** start of Text passage **

Brief Description:
The code below is an implementation of a lock-free queue from C Concurrency in Action 2nd Edition. The queue uses a linked list as the underlying data structure and is implemented with split reference counting technology.
What confuses me is that there are multiple compare_exchange_strong in the code that use the acquire memory order, but I don't understand why this order is used.
For example, among all accesses to the count member of a node object (see below), there are no store operations with release order, but there are many compare_exchange_strong operations with acquire order.
For the complete code for this lock-free queue, my explanation of the code, and a detailed description of my problem, please read the full description section.
Full description:
I am reading the second edition of C Concurrency in Action by Anthony Williams. The book describes how to implement a lock-free queue using split reference counting technique. I'll start by briefly explaining how the code works based on my understanding to help you read the code quickly. The full implementation of this queue will be given later.
The implementation uses a singly linked list to implement the queue. The queue holds pointers to the head node and tail node of the linked list, which are head and tail in the code respectively, and tail points to a dummy node.

** end of Text passage **
** start of Entries provided **

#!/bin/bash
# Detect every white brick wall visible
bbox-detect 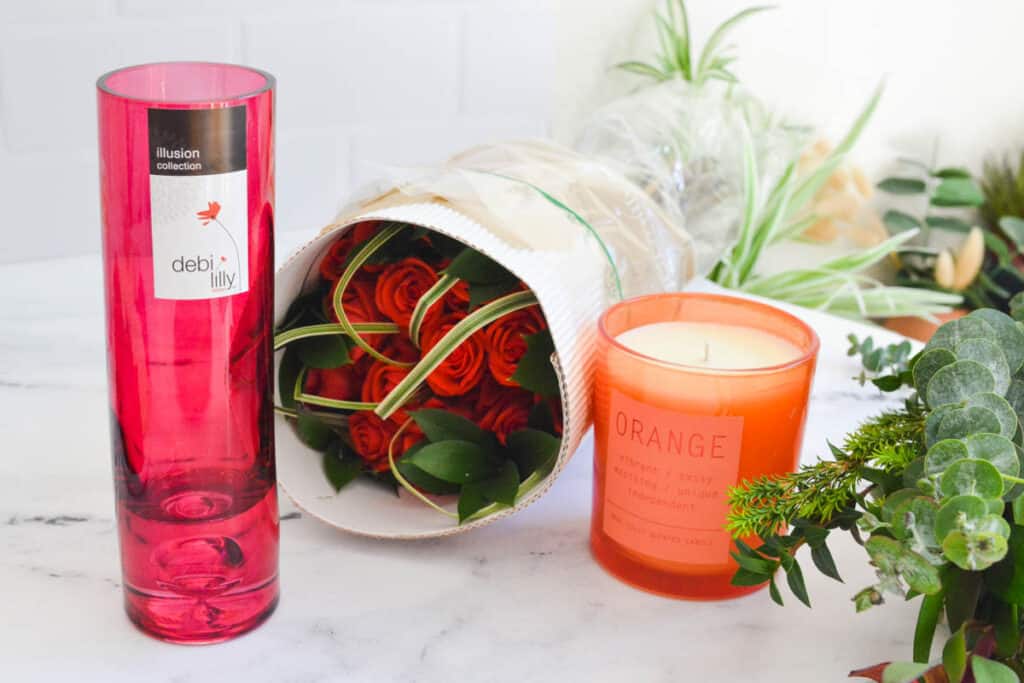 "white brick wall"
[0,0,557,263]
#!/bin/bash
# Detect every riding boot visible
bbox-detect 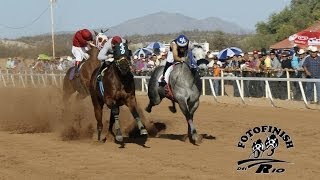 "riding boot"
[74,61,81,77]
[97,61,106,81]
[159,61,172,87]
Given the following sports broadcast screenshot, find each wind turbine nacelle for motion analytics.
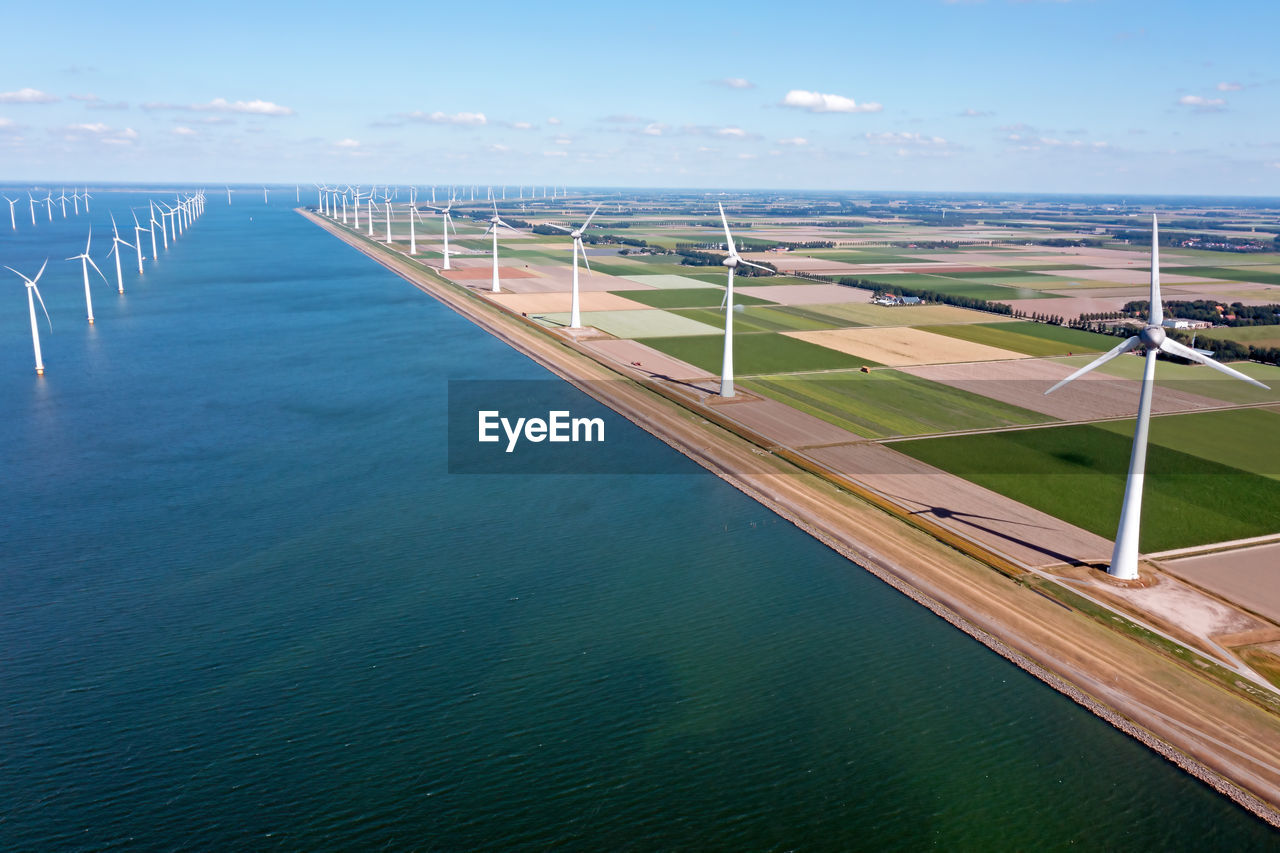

** end of Entries provided **

◆ **Given request**
Answer these questions about the lock-free queue post:
1. Who wrote the book that the queue implementation comes from?
2. Which memory order do the compare_exchange_strong operations in the code use?
3. What kind of node does tail point to?
The lines have no connection to the text.

◆ **Final result**
1. Anthony Williams
2. Acquire
3. A dummy node